* **Problems to work on**:
1/ From the army memoir, copy word for word the part that opens with the words containing "On the third" and closes with "across the road.".
2/ In the army memoir, how long would the convoy take to complete the journey?
3/ Using the army memoir, decide whether each statement agrees with it, and give yes or no with the deciding words quoted: (a) The exercise took place at the Dearborn ranges in Northumberland. (b) The officer agreed at once to lend the motorbike. (c) A local farmer saw the accident.

* **Reading text**:

..........

George Spenceley relives his army training days in the 1950's and the many friends and memories he recalls

Our twelve weeks at Walton on the Naze was at an end and on our return to Colchester we were told the holiday was over. Two weeks of intensive training then off on an exercise over three hundred miles away at the Dearborn ranges in Northumberland.

I was given a new vehicle to drive and as the exercise included the whole regiment the convoy would take four days to complete the journey. Our first stage was to get to Thetford in Suffolk and the following day as far as Sherwood Forest.

I took spells at dispatch riding and guiding the convoy along the chosen route. I had to keep a watchful eye for stragglers and if a vehicle happened to break down I would stay with it until the breakdown crew from REME arrived.

The journey was very slow travelling at 15 mph and less when going through a town for to stop the traffic to allow up to two hundred vehicles through was a major problem. It was 1953 before motorways came into existence.

On the third day I approached an Officer to ask if I could have the use of a motorbike to visit a farm that I had previously worked on. He was very reluctant at first but knowing that I'd had a very gruelling day he relented on condition that if I had the misfortune to be stopped by the Military Police I would say that I was looking for stragglers from the convoy.

I travelled the ten miles or so to the farm and exchanged the usual friendly greetings, I stayed and had my tea before setting off back. As I travelled along the twisting country lanes at a nice steady speed I noticed that the road had been recently resurfaced.

Disaster struck as I was negotiating one of the bends, I'd leaned the machine over to take the bend when the front wheel hit a mound of loose gravel, my footrest caught the surface of the road and it dug in sending the bike spinning across the road.

I hit the far bank then shot back across to the other side and shooting into the air it came to rest on my helmet tearing the metal from the inside webbing and digging into the back of my head.

Dazed, I felt my head. The blood was flowing pretty fast around my neck and round under my chin. A local farmer working in a field a few yards away saw the whole thing and climbed over the fence to help me.

..........

* **Supplied entries**:
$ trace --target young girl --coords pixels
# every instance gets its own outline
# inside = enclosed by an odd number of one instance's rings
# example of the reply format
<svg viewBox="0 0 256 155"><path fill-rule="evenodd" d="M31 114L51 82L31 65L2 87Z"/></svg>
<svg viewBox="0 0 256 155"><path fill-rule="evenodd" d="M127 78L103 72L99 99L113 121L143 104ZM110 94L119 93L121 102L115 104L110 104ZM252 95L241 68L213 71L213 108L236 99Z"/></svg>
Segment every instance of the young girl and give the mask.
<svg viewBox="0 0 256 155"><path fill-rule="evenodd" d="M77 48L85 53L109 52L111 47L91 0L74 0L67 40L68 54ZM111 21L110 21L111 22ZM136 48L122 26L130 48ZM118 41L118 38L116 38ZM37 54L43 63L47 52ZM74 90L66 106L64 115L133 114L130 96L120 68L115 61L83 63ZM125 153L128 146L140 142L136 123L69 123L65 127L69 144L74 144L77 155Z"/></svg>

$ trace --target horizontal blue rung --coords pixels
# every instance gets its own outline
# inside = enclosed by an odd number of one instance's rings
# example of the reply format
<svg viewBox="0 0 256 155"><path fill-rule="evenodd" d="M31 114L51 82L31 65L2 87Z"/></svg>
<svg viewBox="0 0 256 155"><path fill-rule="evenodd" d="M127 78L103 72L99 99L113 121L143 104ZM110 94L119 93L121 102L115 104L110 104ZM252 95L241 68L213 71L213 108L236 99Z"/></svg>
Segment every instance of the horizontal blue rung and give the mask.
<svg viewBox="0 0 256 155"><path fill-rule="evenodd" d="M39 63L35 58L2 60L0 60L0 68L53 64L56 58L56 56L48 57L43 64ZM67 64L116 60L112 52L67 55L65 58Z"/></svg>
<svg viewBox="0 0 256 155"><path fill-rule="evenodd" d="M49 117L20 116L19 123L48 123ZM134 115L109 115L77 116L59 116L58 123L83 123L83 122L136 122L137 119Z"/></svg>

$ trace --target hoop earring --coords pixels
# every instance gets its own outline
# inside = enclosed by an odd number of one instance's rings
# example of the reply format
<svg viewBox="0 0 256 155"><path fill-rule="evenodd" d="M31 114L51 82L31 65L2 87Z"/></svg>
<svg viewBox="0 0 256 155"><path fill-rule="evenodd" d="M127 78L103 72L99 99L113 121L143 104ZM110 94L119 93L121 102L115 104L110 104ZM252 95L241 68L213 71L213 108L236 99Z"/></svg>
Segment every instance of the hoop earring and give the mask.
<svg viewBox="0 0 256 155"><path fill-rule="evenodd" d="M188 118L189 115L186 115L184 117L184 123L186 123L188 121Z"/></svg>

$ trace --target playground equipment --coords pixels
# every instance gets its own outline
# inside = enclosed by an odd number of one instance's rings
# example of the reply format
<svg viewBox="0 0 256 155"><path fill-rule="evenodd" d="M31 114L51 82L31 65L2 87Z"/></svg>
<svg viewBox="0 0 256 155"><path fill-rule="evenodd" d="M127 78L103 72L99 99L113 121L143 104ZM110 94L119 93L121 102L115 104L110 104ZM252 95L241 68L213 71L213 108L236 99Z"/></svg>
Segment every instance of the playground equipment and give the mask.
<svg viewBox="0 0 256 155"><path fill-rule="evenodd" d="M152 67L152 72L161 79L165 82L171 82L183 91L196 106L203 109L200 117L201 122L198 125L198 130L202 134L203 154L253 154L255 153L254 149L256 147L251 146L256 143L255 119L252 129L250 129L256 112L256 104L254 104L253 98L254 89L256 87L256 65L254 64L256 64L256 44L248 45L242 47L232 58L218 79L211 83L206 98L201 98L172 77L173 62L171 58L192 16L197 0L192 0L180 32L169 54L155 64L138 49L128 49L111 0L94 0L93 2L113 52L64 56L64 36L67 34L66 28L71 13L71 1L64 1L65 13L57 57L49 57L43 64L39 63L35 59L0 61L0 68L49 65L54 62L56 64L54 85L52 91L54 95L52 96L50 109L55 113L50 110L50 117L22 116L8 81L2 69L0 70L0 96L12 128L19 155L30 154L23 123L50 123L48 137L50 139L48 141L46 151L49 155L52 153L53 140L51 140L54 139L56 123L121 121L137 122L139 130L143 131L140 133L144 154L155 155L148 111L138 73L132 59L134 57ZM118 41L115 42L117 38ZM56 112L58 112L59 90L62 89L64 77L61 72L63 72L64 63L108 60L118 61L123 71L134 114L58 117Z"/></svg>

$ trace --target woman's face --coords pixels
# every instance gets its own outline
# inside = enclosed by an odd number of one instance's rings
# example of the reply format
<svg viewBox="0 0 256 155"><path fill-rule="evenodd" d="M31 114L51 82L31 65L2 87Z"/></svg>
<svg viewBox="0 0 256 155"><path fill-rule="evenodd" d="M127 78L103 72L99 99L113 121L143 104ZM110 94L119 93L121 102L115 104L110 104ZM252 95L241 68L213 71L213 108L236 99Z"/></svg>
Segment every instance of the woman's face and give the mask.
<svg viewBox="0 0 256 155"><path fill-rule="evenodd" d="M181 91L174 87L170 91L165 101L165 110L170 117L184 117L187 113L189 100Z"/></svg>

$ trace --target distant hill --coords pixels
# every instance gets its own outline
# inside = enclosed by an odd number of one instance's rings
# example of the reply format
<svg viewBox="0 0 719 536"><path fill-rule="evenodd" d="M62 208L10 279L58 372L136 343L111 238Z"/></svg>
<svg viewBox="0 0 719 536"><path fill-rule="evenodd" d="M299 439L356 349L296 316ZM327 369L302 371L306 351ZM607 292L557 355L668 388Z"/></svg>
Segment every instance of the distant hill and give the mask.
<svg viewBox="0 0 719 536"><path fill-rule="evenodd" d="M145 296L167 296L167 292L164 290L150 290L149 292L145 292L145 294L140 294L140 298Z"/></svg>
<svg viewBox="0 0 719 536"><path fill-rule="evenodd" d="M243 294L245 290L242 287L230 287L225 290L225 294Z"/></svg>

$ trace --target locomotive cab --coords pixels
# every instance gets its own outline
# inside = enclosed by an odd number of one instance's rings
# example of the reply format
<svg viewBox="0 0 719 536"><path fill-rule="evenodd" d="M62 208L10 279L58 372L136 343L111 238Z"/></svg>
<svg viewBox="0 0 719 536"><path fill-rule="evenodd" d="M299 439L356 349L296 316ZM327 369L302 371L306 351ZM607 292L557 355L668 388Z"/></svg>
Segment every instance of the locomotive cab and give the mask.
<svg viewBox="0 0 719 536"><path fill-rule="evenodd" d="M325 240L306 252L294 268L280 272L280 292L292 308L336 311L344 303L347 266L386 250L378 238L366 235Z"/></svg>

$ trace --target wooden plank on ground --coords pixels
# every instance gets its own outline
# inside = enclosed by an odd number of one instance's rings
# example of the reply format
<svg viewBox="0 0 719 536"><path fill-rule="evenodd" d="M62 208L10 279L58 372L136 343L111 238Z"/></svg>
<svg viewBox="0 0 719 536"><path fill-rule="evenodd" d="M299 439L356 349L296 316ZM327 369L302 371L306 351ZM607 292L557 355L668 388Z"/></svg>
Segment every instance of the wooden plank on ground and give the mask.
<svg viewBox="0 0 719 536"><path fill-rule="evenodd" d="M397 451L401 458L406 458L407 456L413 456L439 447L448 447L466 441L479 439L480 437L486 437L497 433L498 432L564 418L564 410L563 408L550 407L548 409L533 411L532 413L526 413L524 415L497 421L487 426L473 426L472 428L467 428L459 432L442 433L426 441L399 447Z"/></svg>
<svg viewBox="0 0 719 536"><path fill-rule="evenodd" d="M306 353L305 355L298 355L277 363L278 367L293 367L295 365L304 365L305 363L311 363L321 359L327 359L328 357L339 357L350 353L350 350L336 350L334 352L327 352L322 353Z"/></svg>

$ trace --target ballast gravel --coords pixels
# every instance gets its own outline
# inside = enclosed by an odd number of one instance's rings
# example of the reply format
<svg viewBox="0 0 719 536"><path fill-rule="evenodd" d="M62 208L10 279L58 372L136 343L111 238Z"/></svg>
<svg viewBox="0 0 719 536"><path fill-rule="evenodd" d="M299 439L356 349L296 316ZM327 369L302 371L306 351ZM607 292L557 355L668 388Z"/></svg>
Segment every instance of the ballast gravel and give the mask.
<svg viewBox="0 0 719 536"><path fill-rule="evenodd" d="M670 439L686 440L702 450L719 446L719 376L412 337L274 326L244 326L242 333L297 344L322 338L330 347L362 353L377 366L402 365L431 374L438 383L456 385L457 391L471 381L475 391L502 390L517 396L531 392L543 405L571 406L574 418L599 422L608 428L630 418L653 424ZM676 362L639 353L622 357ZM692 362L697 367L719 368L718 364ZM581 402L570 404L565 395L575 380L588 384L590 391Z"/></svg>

..........

* **Results by task**:
1/
On the third day I approached an Officer to ask if I could have the use of a motorbike to visit a farm that I had previously worked on. He was very reluctant at first but knowing that I'd had a very gruelling day he relented on condition that if I had the misfortune to be stopped by the Military Police I would say that I was looking for stragglers from the convoy.

I travelled the ten miles or so to the farm and exchanged the usual friendly greetings, I stayed and had my tea before setting off back. As I travelled along the twisting country lanes at a nice steady speed I noticed that the road had been recently resurfaced.

Disaster struck as I was negotiating one of the bends, I'd leaned the machine over to take the bend when the front wheel hit a mound of loose gravel, my footrest caught the surface of the road and it dug in sending the bike spinning across the road.

2/ Four days.

3/
(a) Yes: "off on an exercise over three hundred miles away at the Dearborn ranges in Northumberland"
(b) No: "He was very reluctant at first"
(c) Yes: "A local farmer working in a field a few yards away saw the whole thing"